Restate the records underneath, keeping each one exactly the same.

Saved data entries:
=== Begin Enclosure ===
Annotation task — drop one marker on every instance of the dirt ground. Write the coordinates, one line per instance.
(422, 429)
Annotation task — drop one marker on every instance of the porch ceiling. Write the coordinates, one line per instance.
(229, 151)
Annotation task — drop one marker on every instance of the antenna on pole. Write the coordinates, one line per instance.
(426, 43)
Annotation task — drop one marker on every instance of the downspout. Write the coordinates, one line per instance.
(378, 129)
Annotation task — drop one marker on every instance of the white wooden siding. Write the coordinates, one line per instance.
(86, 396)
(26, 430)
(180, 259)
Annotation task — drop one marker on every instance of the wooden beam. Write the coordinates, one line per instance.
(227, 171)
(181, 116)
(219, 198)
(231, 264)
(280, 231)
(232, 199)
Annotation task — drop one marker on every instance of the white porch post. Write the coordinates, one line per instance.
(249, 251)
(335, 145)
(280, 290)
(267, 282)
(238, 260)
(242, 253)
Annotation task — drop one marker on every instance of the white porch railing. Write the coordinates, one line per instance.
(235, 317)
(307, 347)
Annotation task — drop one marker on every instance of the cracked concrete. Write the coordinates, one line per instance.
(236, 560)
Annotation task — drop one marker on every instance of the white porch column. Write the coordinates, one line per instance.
=== End Enclosure ===
_Solution to this exercise_
Annotation task — drop one marker on every instance of the dirt ground. Write the coordinates, one line per instance.
(422, 429)
Annotation task — drop one marker on every instance of the porch ceiling. Write the coordinates, one line per instance.
(229, 151)
Annotation task — drop one marker on every instance of the antenna on pole. Write the coordinates, one line per instance.
(426, 43)
Annotation task — drop one marker on every instance of the downspout. Write the coordinates, one line per instance.
(378, 129)
Annotation task — drop one marker on every instance of the white wooden siding. Write the coordinates, one line per instance.
(86, 396)
(26, 430)
(180, 259)
Annotation task — drop one marker on every instance of the wooden beam. Write the coordinates, one line per instance.
(227, 171)
(181, 116)
(219, 198)
(231, 264)
(280, 231)
(232, 199)
Annotation task — drop one marker on every instance of the white porch post. Write the coordinates, one line per instance.
(249, 251)
(335, 145)
(280, 290)
(267, 282)
(238, 260)
(242, 253)
Annotation task — drop one marker on every instance of the white porch railing. Write the coordinates, one line per instance.
(235, 317)
(307, 347)
Annotation task — drop one marker on every instance of the cracked concrete. Write the coordinates, one line per instance.
(236, 560)
Annotation task — drop one marker on every instance of the white porch column. Write the coordinates, one line per instance.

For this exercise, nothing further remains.